REQUIRED TASK: Show every line of the records below that contains the word "dirt", with case counting.
══ THE DATA ══
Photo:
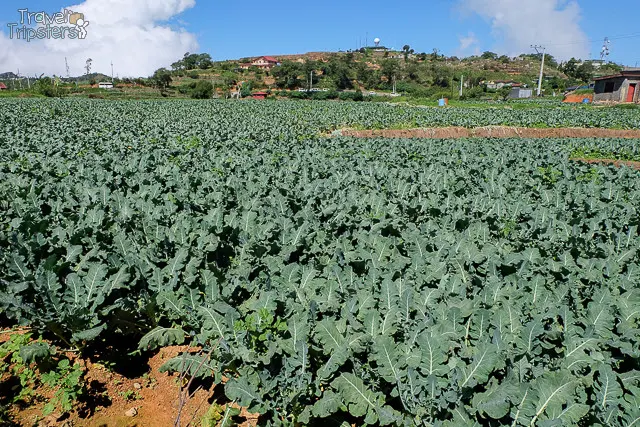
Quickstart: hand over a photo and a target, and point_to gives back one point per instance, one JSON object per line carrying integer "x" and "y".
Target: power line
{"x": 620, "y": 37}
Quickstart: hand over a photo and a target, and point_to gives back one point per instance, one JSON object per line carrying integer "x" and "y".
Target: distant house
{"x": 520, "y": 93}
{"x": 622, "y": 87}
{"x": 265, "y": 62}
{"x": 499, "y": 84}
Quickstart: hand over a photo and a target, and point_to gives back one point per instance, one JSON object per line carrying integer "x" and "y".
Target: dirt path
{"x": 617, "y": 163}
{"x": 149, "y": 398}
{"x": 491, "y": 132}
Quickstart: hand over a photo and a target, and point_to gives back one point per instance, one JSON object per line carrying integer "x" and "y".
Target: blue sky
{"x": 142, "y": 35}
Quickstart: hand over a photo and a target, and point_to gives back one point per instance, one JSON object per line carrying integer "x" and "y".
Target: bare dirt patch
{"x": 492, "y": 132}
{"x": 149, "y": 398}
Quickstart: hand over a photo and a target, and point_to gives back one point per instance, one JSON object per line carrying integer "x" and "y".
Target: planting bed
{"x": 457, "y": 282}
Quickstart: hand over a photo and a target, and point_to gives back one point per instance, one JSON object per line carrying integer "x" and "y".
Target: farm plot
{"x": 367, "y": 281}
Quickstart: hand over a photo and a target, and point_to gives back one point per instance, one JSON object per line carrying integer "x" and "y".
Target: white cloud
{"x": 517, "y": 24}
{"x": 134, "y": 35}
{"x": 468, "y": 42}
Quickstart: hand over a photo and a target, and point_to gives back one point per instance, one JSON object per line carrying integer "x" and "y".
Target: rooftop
═══
OUTPUT FOR THIS EXERCISE:
Target: dirt path
Target: bare dirt patch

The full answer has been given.